Work instructions>
Please rewrite the listing below as a numbered list, leaving out any blank lines.
━━━━━━━━━━━━━━━━━━━━
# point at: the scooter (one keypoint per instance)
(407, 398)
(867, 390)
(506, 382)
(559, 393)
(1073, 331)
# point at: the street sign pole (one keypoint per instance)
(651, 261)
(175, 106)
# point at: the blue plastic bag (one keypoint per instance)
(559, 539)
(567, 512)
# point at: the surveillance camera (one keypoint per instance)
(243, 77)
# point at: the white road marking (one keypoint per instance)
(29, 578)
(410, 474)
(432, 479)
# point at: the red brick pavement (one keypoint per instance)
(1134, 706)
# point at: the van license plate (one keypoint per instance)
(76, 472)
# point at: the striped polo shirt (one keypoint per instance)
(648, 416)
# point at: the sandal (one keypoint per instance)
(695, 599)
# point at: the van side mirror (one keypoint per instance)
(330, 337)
━━━━━━━━━━━━━━━━━━━━
Task result>
1. # point at: the scooter (one keypoint per instance)
2. (407, 398)
3. (867, 390)
4. (506, 382)
5. (559, 393)
6. (1073, 331)
7. # point at: the street sign pole (one keypoint per instance)
8. (651, 261)
9. (175, 106)
10. # point at: the blue plastic bag (one keypoint per instance)
11. (559, 539)
12. (567, 512)
13. # point at: the surveillance camera (one keypoint per instance)
14. (243, 77)
15. # point at: the white road marking (one keypoint per instance)
16. (29, 578)
17. (410, 474)
18. (432, 479)
19. # point at: the red brick pavement (one keypoint per instance)
20. (1134, 706)
21. # point at: the van license plate (one keypoint per instance)
22. (76, 472)
23. # point at: the striped polo shirt (one keypoint per instance)
24. (648, 416)
25. # point at: the sandal (one keypoint per instance)
26. (695, 599)
27. # point at: the van side mirror (one keypoint per instance)
28. (330, 337)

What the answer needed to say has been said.